◆ Supplied text

'''

NEW YORK: NASA’s Orion capsule barreled through Earth’s atmosphere and splashed down in the Pacific ocean on Sunday after making an uncrewed voyage around the moon, winding up the inaugural mission of the US agency’s new Artemis lunar program 50 years to the day after Apollo’s final moon landing.
The gumdrop-shaped Orion capsule, carrying a simulated crew of three mannequins wired with sensors, plunked down in the ocean at 9:40 a.m. PST (1740 GMT) off Mexico’s Baja California peninsula, demonstrating a high-stakes homecoming before flying its first crew of astronauts around the moon in the next few years.
“From Tranquility Base to Taurus-Littrow to the tranquil waters of the Pacific, the latest chapter of NASA’s journey to the moon comes to a close. Orion, back on Earth,” said NASA commentator Rob Navias on a live stream of the return, referring to the lunar sites the capsule soared over during its mission.
A US military helicopter and a group of fast boats approached the capsule after splashdown for inspections that will last roughly two hours. Standing by some 5 miles (8 km) away was the USS Portland, a US Naval vessel that will welcome Orion aboard to transport the capsule to San Diego, California.
The splashdown capped a 25-day mission less than a week after passing about 79 miles (127 km) above the moon in a lunar fly-by, and came about two weeks after reaching its farthest point in space, nearly 270,000 miles (434,500 km) from Earth.

'''

◆ What is needed
Output the full Orion splashdown report verbatim.

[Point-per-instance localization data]
'''

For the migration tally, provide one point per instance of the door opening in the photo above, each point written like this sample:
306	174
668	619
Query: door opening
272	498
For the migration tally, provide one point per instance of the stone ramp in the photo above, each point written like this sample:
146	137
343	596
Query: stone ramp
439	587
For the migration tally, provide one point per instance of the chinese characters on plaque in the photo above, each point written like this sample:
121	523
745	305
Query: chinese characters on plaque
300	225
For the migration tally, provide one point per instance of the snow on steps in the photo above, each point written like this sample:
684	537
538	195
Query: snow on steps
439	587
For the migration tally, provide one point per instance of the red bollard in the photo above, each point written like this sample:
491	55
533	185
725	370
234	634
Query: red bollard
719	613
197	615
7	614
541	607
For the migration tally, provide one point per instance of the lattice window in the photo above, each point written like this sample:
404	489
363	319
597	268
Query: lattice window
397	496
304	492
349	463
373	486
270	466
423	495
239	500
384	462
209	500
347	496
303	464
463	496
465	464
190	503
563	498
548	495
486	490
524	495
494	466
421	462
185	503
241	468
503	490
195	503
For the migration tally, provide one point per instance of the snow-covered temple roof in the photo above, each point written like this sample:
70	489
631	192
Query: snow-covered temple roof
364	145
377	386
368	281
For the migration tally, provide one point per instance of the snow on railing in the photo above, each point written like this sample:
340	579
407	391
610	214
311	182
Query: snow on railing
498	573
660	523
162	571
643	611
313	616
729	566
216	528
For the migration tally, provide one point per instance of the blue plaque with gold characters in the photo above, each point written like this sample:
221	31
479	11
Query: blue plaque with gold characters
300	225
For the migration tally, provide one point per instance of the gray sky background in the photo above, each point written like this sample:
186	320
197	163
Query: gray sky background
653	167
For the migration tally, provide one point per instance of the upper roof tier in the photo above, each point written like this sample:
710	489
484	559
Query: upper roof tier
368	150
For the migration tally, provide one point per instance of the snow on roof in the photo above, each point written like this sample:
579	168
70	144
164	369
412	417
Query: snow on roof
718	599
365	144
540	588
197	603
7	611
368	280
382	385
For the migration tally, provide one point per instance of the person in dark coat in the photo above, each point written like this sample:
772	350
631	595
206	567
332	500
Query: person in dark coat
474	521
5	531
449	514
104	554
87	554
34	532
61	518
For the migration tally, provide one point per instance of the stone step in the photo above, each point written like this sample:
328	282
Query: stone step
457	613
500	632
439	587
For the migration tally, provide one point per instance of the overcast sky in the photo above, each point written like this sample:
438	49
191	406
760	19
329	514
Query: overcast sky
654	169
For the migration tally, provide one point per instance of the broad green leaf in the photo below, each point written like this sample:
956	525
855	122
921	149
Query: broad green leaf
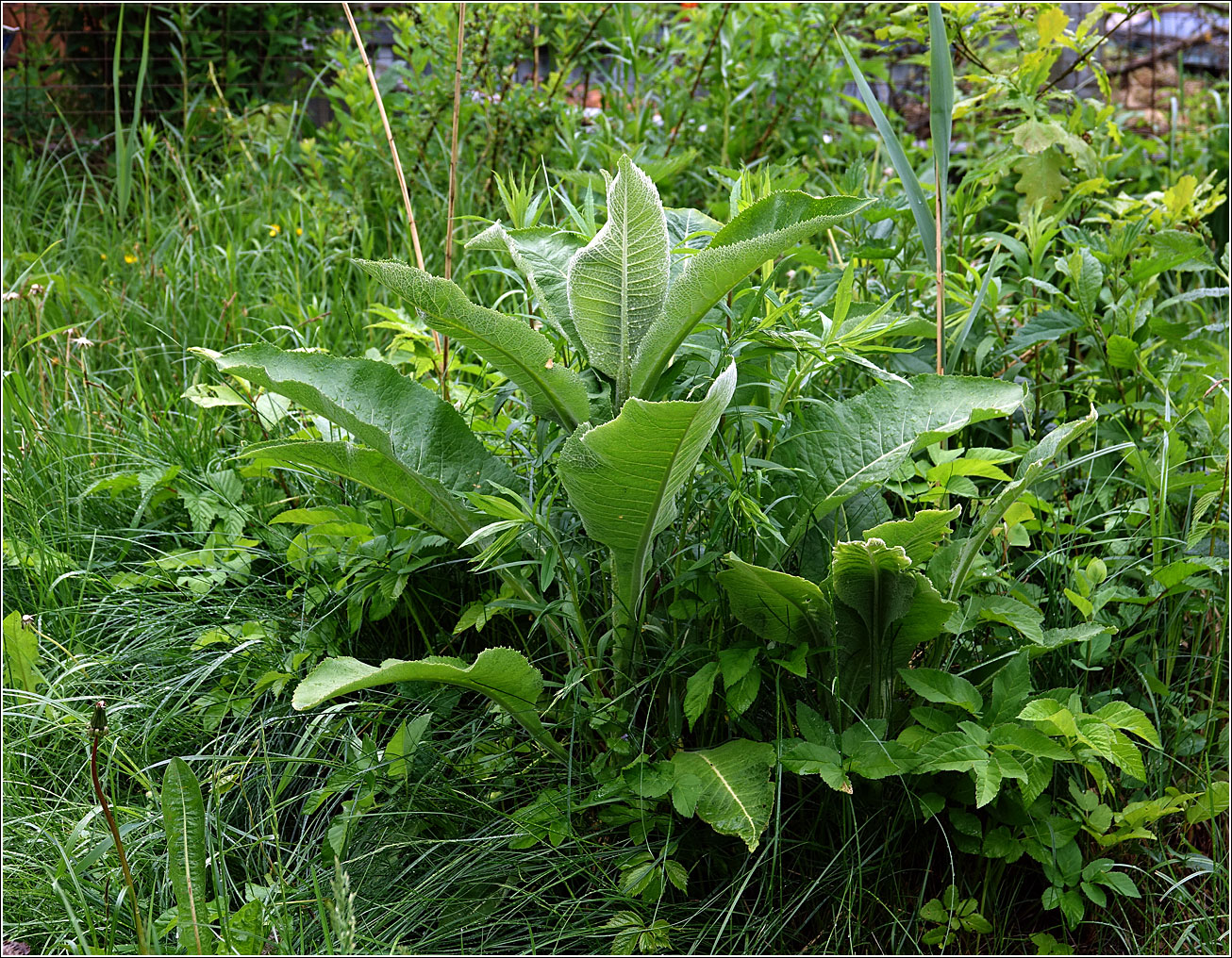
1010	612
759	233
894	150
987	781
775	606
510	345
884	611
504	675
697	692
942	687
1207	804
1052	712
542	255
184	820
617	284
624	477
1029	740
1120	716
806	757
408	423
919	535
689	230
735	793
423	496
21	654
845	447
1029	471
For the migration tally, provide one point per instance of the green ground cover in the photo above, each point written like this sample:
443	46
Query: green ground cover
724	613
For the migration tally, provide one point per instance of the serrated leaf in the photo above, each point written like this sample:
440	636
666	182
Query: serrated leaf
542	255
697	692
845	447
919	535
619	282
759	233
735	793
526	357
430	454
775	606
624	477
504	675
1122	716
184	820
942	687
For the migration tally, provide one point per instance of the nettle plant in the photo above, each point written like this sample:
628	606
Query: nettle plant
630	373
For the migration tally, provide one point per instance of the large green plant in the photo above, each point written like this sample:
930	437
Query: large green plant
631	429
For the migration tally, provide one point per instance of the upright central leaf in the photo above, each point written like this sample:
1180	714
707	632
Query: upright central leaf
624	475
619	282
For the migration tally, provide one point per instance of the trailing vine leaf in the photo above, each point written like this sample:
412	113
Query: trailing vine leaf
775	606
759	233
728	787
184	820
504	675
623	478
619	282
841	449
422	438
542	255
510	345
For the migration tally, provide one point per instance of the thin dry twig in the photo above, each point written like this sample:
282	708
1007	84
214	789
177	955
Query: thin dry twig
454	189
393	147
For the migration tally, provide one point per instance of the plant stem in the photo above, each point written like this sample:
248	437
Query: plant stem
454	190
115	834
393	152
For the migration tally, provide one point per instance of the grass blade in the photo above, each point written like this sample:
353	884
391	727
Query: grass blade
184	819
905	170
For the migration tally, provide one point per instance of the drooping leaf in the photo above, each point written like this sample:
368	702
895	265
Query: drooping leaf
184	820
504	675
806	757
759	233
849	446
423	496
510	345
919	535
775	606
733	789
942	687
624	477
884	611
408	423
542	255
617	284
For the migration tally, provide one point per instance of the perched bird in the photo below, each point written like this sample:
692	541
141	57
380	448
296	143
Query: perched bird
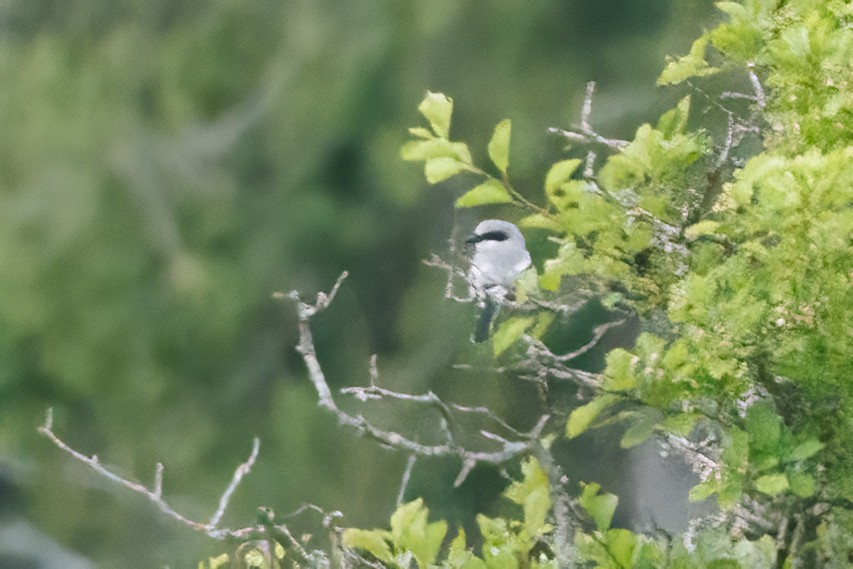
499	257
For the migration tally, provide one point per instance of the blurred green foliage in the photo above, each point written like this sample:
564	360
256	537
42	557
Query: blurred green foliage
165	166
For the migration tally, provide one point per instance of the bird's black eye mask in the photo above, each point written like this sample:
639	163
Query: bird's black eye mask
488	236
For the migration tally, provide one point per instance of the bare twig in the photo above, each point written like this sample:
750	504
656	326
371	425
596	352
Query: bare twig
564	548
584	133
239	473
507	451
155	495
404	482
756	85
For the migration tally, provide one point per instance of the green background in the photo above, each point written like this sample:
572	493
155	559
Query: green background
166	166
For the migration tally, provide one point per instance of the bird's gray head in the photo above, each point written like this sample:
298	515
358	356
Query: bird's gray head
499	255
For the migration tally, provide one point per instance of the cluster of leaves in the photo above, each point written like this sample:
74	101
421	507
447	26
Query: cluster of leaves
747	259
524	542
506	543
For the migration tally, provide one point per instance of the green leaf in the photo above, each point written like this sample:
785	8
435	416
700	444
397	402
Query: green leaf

'''
'''

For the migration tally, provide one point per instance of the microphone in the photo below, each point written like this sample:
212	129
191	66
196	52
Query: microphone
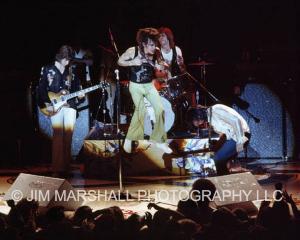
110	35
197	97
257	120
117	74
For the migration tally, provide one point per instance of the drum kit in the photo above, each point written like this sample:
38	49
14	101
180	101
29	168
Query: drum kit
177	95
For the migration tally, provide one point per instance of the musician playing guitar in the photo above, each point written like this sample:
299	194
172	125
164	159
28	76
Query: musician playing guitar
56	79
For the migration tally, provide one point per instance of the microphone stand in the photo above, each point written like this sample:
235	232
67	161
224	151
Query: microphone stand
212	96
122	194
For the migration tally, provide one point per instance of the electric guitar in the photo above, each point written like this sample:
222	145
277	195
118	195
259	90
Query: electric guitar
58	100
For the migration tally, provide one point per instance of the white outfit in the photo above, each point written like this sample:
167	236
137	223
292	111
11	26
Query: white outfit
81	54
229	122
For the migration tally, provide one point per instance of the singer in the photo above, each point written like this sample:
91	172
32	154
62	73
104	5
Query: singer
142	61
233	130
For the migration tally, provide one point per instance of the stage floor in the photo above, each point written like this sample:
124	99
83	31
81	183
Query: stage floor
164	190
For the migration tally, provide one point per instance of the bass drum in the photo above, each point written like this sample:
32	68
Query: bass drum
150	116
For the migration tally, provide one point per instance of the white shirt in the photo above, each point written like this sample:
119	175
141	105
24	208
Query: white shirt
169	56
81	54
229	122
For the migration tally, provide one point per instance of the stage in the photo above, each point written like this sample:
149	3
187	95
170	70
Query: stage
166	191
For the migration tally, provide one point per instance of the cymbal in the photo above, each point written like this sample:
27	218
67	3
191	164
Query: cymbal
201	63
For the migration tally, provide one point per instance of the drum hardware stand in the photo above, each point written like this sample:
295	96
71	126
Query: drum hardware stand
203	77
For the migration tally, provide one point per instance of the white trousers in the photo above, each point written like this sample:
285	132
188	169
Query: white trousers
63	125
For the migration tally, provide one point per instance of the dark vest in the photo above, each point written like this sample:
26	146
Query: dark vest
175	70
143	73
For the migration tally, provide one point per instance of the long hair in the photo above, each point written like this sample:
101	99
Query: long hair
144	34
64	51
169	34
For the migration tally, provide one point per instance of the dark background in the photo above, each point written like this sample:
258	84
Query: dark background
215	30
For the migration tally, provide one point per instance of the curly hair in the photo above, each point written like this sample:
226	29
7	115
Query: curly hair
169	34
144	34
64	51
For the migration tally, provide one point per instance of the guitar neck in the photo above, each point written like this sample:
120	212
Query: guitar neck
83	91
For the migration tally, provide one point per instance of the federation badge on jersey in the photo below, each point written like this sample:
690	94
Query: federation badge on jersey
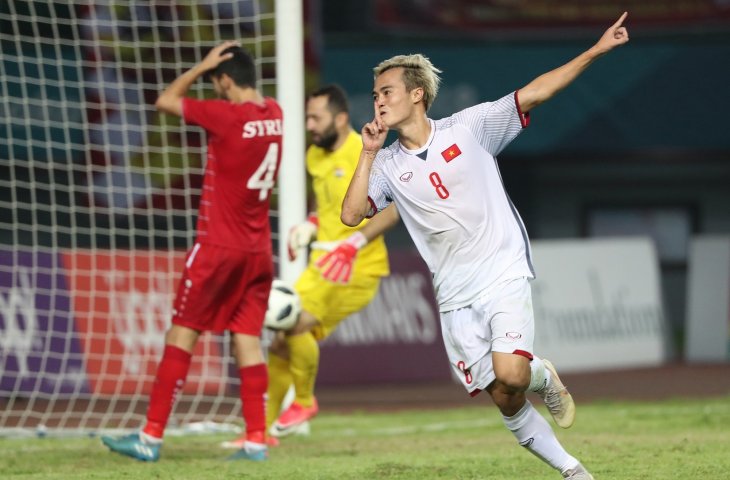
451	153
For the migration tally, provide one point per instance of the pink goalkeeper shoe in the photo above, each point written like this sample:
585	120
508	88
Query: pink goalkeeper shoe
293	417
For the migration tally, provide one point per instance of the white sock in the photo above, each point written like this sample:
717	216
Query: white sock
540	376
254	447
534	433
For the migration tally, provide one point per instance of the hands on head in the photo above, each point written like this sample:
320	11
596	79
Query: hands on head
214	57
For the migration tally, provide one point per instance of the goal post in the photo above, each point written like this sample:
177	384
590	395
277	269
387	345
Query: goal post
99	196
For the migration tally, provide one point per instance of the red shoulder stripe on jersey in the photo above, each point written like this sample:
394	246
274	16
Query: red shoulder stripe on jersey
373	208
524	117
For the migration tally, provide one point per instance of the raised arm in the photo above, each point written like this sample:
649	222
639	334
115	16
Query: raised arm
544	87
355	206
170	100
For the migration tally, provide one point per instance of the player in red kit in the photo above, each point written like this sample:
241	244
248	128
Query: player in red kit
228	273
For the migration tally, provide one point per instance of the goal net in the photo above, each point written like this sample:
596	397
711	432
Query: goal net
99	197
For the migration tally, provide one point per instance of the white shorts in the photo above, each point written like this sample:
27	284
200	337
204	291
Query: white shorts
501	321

'''

◆ Expected answer
NEW YORK: NASA’s Orion capsule barreled through Earth’s atmosphere and splashed down in the Pacific ocean on Sunday after making an uncrewed voyage around the moon, winding up the inaugural mission of the US agency’s new Artemis lunar program 50 years to the day after Apollo’s final moon landing.
The gumdrop-shaped Orion capsule, carrying a simulated crew of three mannequins wired with sensors, plunked down in the ocean at 9:40 a.m. PST (1740 GMT) off Mexico’s Baja California peninsula, demonstrating a high-stakes homecoming before flying its first crew of astronauts around the moon in the next few years.
“From Tranquility Base to Taurus-Littrow to the tranquil waters of the Pacific, the latest chapter of NASA’s journey to the moon comes to a close. Orion, back on Earth,” said NASA commentator Rob Navias on a live stream of the return, referring to the lunar sites the capsule soared over during its mission.
A US military helicopter and a group of fast boats approached the capsule after splashdown for inspections that will last roughly two hours. Standing by some 5 miles (8 km) away was the USS Portland, a US Naval vessel that will welcome Orion aboard to transport the capsule to San Diego, California.
The splashdown capped a 25-day mission less than a week after passing about 79 miles (127 km) above the moon in a lunar fly-by, and came about two weeks after reaching its farthest point in space, nearly 270,000 miles (434,500 km) from Earth.